[Exercise directions]
Every line from the line containing "Can you see the thin" to the end of the data must appear in the answer exactly as it appears there, and nothing else.

[Records for the exercise]
- - - - -

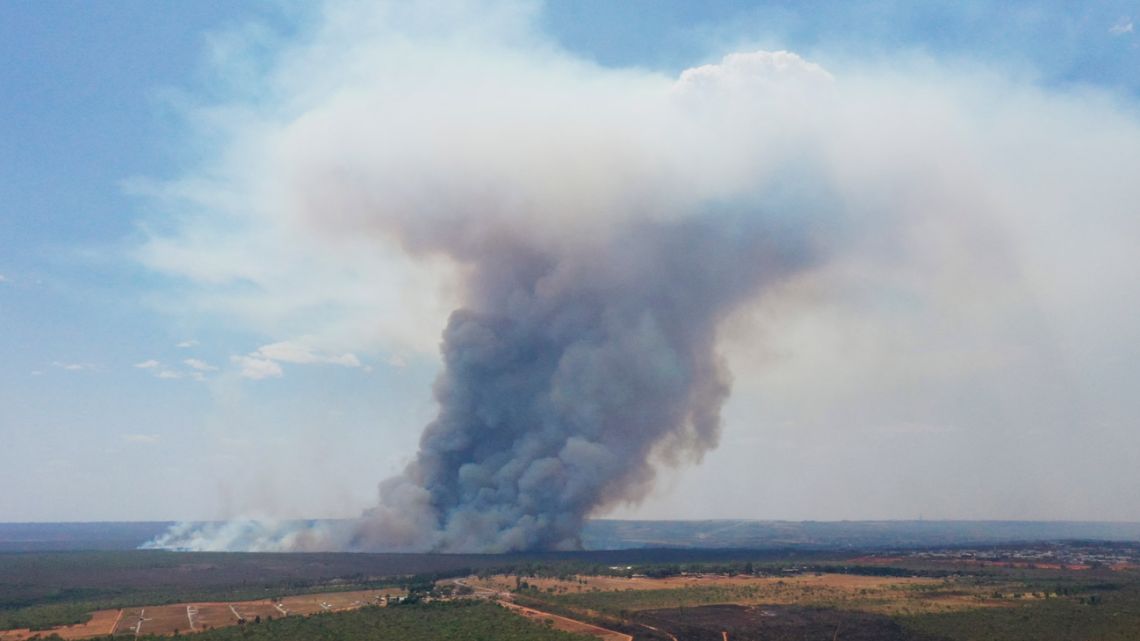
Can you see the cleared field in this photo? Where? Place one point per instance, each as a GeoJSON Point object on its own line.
{"type": "Point", "coordinates": [567, 624]}
{"type": "Point", "coordinates": [198, 617]}
{"type": "Point", "coordinates": [102, 623]}
{"type": "Point", "coordinates": [878, 594]}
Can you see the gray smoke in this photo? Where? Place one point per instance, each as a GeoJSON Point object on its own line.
{"type": "Point", "coordinates": [600, 226]}
{"type": "Point", "coordinates": [568, 372]}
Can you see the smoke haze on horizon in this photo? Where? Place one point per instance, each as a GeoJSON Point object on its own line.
{"type": "Point", "coordinates": [605, 249]}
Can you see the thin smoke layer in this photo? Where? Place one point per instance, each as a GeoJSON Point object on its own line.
{"type": "Point", "coordinates": [584, 351]}
{"type": "Point", "coordinates": [601, 226]}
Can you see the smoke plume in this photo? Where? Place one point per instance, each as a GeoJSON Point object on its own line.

- - - - -

[Problem solution]
Can you see the thin smoke layer in this photo? Where? Place one point per instance, each as a GeoJSON Point object on its own line.
{"type": "Point", "coordinates": [584, 351]}
{"type": "Point", "coordinates": [601, 226]}
Can you see the smoke plume in this photo? Where? Place one point per instance, each as a GeoJSON Point object on its own line.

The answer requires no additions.